- **EXERCISE DESCRIPTION**: In your copy of the entries below, keep every word exactly and leave out all images.

- **EXTRACTED DATA**:
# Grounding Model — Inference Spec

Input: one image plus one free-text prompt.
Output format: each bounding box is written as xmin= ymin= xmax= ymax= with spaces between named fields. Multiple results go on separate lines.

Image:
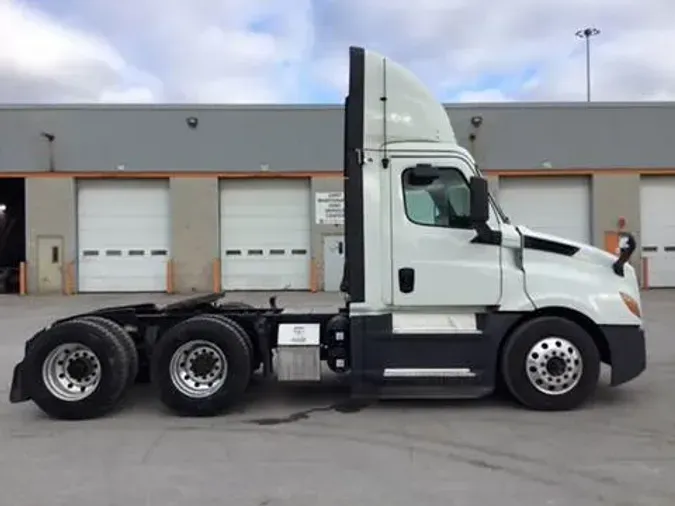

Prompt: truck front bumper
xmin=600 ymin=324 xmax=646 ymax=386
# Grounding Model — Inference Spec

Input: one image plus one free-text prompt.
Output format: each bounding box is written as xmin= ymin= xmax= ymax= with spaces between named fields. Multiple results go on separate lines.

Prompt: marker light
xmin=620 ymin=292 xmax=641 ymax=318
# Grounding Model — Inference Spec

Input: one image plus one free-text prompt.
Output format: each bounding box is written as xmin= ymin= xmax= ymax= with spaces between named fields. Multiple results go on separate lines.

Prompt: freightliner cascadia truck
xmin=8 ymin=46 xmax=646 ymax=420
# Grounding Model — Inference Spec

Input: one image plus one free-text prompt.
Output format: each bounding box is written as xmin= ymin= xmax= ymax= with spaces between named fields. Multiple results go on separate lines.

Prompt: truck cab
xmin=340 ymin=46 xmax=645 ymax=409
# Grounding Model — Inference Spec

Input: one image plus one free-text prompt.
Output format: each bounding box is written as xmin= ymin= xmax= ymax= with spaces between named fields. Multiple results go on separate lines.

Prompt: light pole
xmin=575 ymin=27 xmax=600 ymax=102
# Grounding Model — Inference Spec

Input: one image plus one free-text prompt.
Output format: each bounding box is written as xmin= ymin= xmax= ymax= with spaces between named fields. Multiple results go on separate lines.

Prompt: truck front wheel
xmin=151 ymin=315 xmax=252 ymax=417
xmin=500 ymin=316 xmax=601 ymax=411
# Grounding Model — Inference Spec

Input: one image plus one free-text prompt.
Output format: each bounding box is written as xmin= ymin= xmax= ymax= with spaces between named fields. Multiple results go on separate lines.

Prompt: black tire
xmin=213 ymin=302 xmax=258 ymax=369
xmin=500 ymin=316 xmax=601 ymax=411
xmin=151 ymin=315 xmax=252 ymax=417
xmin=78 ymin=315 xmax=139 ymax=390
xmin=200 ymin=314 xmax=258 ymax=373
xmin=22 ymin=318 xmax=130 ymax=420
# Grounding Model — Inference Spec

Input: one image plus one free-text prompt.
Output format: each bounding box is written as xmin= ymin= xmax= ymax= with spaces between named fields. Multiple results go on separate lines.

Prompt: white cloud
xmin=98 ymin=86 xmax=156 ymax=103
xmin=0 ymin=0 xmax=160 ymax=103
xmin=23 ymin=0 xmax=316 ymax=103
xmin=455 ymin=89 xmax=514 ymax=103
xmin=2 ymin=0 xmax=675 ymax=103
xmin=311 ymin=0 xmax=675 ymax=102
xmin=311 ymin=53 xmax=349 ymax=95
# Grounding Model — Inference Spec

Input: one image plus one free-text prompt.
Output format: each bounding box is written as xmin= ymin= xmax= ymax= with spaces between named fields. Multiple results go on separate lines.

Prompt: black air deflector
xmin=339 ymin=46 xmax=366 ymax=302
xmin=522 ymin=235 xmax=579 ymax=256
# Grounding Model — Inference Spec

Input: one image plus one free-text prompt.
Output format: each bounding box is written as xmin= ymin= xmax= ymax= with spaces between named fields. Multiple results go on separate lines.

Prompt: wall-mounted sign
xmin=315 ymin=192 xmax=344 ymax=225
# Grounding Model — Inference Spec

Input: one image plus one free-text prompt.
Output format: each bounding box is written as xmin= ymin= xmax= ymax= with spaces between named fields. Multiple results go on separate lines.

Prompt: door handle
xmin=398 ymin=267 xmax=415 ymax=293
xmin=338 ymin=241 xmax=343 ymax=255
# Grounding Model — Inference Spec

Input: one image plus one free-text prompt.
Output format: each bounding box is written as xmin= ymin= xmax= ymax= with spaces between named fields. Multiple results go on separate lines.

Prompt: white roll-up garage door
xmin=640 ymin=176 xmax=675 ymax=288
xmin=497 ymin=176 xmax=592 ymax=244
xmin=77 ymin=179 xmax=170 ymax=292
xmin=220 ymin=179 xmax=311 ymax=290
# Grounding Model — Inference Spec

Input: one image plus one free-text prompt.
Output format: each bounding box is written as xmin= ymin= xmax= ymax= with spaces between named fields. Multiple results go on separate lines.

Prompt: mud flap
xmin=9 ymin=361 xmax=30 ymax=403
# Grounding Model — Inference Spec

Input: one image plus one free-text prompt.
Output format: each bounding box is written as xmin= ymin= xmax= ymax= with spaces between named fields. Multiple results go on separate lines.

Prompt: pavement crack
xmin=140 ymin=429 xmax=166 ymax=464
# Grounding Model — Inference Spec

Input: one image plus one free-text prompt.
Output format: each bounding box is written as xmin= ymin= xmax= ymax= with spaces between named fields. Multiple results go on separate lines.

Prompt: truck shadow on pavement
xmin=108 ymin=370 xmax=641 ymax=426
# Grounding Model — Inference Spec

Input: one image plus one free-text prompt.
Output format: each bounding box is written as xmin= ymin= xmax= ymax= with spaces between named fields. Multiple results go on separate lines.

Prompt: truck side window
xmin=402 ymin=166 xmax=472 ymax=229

- **WRITTEN RESPONSE**:
# Grounding Model — Inference Spec

Input: one image plus one free-text prompt.
Output format: each bounding box is written as xmin= ymin= xmax= ymax= with spaces between named fields. Multiple results go on separate lines.

Image:

Prompt: truck front bumper
xmin=600 ymin=324 xmax=646 ymax=386
# Grounding Model — Inference Spec

Input: one image plus one free-text prompt.
Output format: each bounding box is written as xmin= ymin= xmax= ymax= with spaces between named fields. Multiple results go on separate lines.

Prompt: marker light
xmin=620 ymin=292 xmax=641 ymax=318
# Grounding Model — Inference Spec

Input: one image plus one free-text prompt.
Output format: each bounding box is written as xmin= ymin= xmax= ymax= with spaces between named fields. Multiple results go on separate lines.

Prompt: freightliner cascadia truck
xmin=8 ymin=46 xmax=646 ymax=420
# Grounding Model — Inference Spec

Input: one image plus one free-text prompt.
Output format: each bounding box is written as xmin= ymin= xmax= ymax= with spaces between named fields. Multiple results go on separate lines.

Prompt: truck cab
xmin=340 ymin=46 xmax=645 ymax=409
# Grounding Model — Inference Spec

Input: one image plus one free-text prompt.
Output format: each bounding box is written as xmin= ymin= xmax= ymax= with spaces between named fields. Multiple results go on separate lines.

Prompt: light pole
xmin=575 ymin=27 xmax=600 ymax=102
# Grounding Model — Inference Spec

Input: one image plus one free-text prompt.
Output format: each bounding box is written as xmin= ymin= xmax= ymax= with spaces between named fields. Multiple results go on separate lines.

Prompt: truck front wheel
xmin=151 ymin=315 xmax=252 ymax=417
xmin=500 ymin=316 xmax=601 ymax=411
# Grounding Model — Inference Spec

Input: one image plus one free-text prompt.
Output format: each bounding box is written as xmin= ymin= xmax= ymax= with spaces between named fields. Multiple results go on separate lines.

Prompt: black tire
xmin=213 ymin=302 xmax=258 ymax=369
xmin=500 ymin=316 xmax=601 ymax=411
xmin=151 ymin=315 xmax=252 ymax=417
xmin=78 ymin=315 xmax=139 ymax=390
xmin=200 ymin=314 xmax=258 ymax=373
xmin=22 ymin=318 xmax=130 ymax=420
# Grounding Model — Inference Spec

Input: one image plus one free-text prompt.
Output format: each bounding box is written as xmin= ymin= xmax= ymax= with spaces between named fields. Multiple results go on separate lines.

Prompt: white cloud
xmin=98 ymin=86 xmax=156 ymax=103
xmin=0 ymin=0 xmax=160 ymax=103
xmin=23 ymin=0 xmax=316 ymax=103
xmin=455 ymin=89 xmax=514 ymax=103
xmin=2 ymin=0 xmax=675 ymax=103
xmin=311 ymin=0 xmax=675 ymax=102
xmin=311 ymin=53 xmax=349 ymax=95
# Grounding Model — Inference Spec

Input: one image plus one free-text prompt.
Output format: each bounding box is written as xmin= ymin= xmax= ymax= with spaces between named fields. Multiple results go on separate lines.

Prompt: black air deflector
xmin=339 ymin=46 xmax=366 ymax=302
xmin=522 ymin=235 xmax=579 ymax=256
# Grounding Model — Inference Spec

Input: one image plus one free-text prompt.
Output format: each bounding box is written as xmin= ymin= xmax= ymax= with spaces between named fields. Multiple results go on separate lines.

Prompt: wall-mounted sign
xmin=315 ymin=192 xmax=344 ymax=225
# Grounding Model — Inference Spec

Input: one image plus one free-text prompt.
Output format: each bounding box is written as xmin= ymin= xmax= ymax= with spaces between named fields. Multiple results go on separate lines.

Prompt: door handle
xmin=398 ymin=267 xmax=415 ymax=293
xmin=338 ymin=241 xmax=343 ymax=255
# Grounding Model — Inference Spec

Input: one image plus one free-text prompt.
Output format: each bounding box is written as xmin= ymin= xmax= ymax= with spaces between named fields. Multiple results go on separate lines.

Prompt: white roll-up garage door
xmin=640 ymin=176 xmax=675 ymax=288
xmin=497 ymin=176 xmax=592 ymax=244
xmin=77 ymin=179 xmax=170 ymax=292
xmin=220 ymin=179 xmax=311 ymax=290
# Grounding Model — Inference Spec

Input: one image plus one free-text prompt.
Output format: each bounding box is written as xmin= ymin= xmax= ymax= with spaces between named fields. Multiple results go on separate lines.

Prompt: mud flap
xmin=9 ymin=361 xmax=30 ymax=403
# Grounding Model — Inference Spec

Input: one image plus one free-text prompt.
Output format: each bounding box is written as xmin= ymin= xmax= ymax= with spaces between named fields. Multiple results go on separate lines.

Prompt: pavement crack
xmin=140 ymin=429 xmax=166 ymax=464
# Grounding Model — Inference Spec

Input: one image plus one free-text prompt.
Output format: each bounding box is written as xmin= ymin= xmax= ymax= with spaces between named fields. Multiple results go on separate lines.

Prompt: truck shadow on pavement
xmin=108 ymin=370 xmax=641 ymax=426
# Grounding Model — Inference Spec

Input: one image plus one free-text prompt.
Output format: each bounding box is written as xmin= ymin= xmax= ymax= with spaces between named fields. Multiple results go on separate lines.

Prompt: truck side window
xmin=402 ymin=166 xmax=472 ymax=229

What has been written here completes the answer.